--- 取り組む課題 ---
下にあるマスコミ批判の文書から、「考えて見て頂きたい。8年前の」で始まり「この例だけでも十分であろう。」まで続く部分を、一字一句変えずに書き出してもらえますか?

健忘症患者の乱舞
中宮 崇
マスコミ人は、健忘症なのか、二枚舌なのか?
その貴人の葬儀の日、全国の商店は営業を自粛した。祭りやスポーツ大会等の各種行事は延期、または中止された。
筑紫哲也や久米宏、朝日新聞、そして「進歩的文化人」達は、このような「自粛ムード」を、「後進的」、「前時代的」、「封建的」、「民主主義の未熟性」と、ありとあらゆる罵詈雑言を浴びせ掛けて罵倒した。中には、その国の国民を「土人」とまで言い放った者までいた。
これが、8年前の、昭和天皇崩御の際に発生したことである。普段から日本人を貶めようと、てぐすね引いて構えているこの連中は、ここぞとばかりに食らい付き、「日本人の劣等性」を、これでもかとばかりに言い立てた。
ところで、先週の6日に行われた、ダイアナ妃の葬儀のことを思いだして頂きたい。その日、イギリスの多くの商店は営業を自粛した。各種行事も延期、または中止された。それどころか中には、脅迫まがいの圧力に負けて中止や延期に追い込まれた行事もある。例えばスコットランドサッカー協会は、ワールドカップの地区予選を予定通り強行しようとしたところ、国民からの多くの抗議によって、延期を余儀なくされた。
考えて見て頂きたい。8年前のあの時、もし誰かが何かの行事に対して、「不謹慎だから延期しろ!」と電話していたら、朝日新聞や筑紫哲也などの連中は、いったいどのように報じたであろうか?恐らく、「右翼が脅して行事を中止させた。日本人は、何と民主主義にふさわしくない遅れた国民なのであろう」とでもわけ知り顔でコメントしたに違いない。実際、そういう報道が一部マスコミでなされた。
朝日新聞を始めとする、この手の「日本人を貶める会」の会員たちは、8年前の自分たちの発言に頬被りしている。ダイアナ妃の葬儀の際に発生した「自粛ムード」について、ほとんど無視している。当然である。市民に、8年前のマスコミ自身の犯罪を思い出して欲しくないのであるから。
日本のマスコミに広く巣食う、この手の「日本人を貶める会」の会員たちは、今回のダイアナ妃の葬儀の例でも分かるように、同じことをしてもそれが日本人ならば、「後進的」、「前時代的」などと断じ、イギリス人や中国人、朝鮮人(そしてかつてはソ連人)がやることならば、「進歩的」、「恩情的」などと、180度評価を翻す。彼等の頭には、「何がなんでも、嘘やでっち上げをしても、日本人を貶めよ!」という命令が刷り込まれているのである。誰に刷り込まれたのかは知らないが。
例えば連中は、太平洋戦争における日本の行為を「侵略である!」と言い立て、教科書にまでそう記述させてきたが、こういう卑劣漢どもにとってはなぜか、北朝鮮が韓国に対してやったことは「南進」であり、ソ連が中立条約を破って日本に攻めてきたことは「進出」なのである。同じことをしても、日本の行為は「侵略」、北朝鮮やソ連がやったことは「南進」、「進出」なのだ。連中の奴隷根性を暴くには、この例だけでも十分であろう。

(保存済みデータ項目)
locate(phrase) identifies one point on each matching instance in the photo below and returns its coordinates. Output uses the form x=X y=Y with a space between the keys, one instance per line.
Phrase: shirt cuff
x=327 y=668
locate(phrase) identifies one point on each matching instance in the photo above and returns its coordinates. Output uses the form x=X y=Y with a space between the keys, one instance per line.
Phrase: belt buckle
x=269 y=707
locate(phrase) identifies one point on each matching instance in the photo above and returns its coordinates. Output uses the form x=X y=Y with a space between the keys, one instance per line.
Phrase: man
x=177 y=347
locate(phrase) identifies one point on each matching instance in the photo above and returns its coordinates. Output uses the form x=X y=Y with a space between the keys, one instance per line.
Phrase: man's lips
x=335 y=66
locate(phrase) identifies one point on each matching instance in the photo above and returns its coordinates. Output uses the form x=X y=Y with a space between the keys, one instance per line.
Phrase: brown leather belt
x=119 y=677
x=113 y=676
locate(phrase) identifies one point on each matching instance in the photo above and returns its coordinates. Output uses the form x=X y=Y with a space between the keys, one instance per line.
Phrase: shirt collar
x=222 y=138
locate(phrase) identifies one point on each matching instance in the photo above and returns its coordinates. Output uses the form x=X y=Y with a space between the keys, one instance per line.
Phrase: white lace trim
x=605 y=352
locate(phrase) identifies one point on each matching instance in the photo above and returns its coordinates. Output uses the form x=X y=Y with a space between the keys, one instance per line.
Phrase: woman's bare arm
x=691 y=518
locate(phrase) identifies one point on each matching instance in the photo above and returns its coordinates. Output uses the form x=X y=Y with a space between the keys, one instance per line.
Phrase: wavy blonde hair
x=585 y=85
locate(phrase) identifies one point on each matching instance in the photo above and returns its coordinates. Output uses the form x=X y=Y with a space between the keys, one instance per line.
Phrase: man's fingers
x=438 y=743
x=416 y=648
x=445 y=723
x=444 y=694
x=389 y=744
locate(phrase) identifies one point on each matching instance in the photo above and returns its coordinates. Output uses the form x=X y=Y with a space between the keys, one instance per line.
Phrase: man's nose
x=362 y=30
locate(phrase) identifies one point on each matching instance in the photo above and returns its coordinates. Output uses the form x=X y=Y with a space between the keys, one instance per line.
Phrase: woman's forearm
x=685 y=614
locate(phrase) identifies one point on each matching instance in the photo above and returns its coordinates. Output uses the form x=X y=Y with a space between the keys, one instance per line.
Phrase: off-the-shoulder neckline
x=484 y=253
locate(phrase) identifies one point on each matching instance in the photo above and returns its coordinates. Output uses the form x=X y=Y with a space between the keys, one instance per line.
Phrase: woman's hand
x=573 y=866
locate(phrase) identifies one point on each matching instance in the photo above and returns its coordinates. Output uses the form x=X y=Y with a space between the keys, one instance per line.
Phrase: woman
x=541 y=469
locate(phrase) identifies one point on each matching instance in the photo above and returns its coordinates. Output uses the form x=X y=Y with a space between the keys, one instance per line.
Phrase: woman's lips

--- 回答欄 ---
考えて見て頂きたい。8年前のあの時、もし誰かが何かの行事に対して、「不謹慎だから延期しろ!」と電話していたら、朝日新聞や筑紫哲也などの連中は、いったいどのように報じたであろうか?恐らく、「右翼が脅して行事を中止させた。日本人は、何と民主主義にふさわしくない遅れた国民なのであろう」とでもわけ知り顔でコメントしたに違いない。実際、そういう報道が一部マスコミでなされた。
朝日新聞を始めとする、この手の「日本人を貶める会」の会員たちは、8年前の自分たちの発言に頬被りしている。ダイアナ妃の葬儀の際に発生した「自粛ムード」について、ほとんど無視している。当然である。市民に、8年前のマスコミ自身の犯罪を思い出して欲しくないのであるから。
日本のマスコミに広く巣食う、この手の「日本人を貶める会」の会員たちは、今回のダイアナ妃の葬儀の例でも分かるように、同じことをしてもそれが日本人ならば、「後進的」、「前時代的」などと断じ、イギリス人や中国人、朝鮮人(そしてかつてはソ連人)がやることならば、「進歩的」、「恩情的」などと、180度評価を翻す。彼等の頭には、「何がなんでも、嘘やでっち上げをしても、日本人を貶めよ!」という命令が刷り込まれているのである。誰に刷り込まれたのかは知らないが。
例えば連中は、太平洋戦争における日本の行為を「侵略である!」と言い立て、教科書にまでそう記述させてきたが、こういう卑劣漢どもにとってはなぜか、北朝鮮が韓国に対してやったことは「南進」であり、ソ連が中立条約を破って日本に攻めてきたことは「進出」なのである。同じことをしても、日本の行為は「侵略」、北朝鮮やソ連がやったことは「南進」、「進出」なのだ。連中の奴隷根性を暴くには、この例だけでも十分であろう。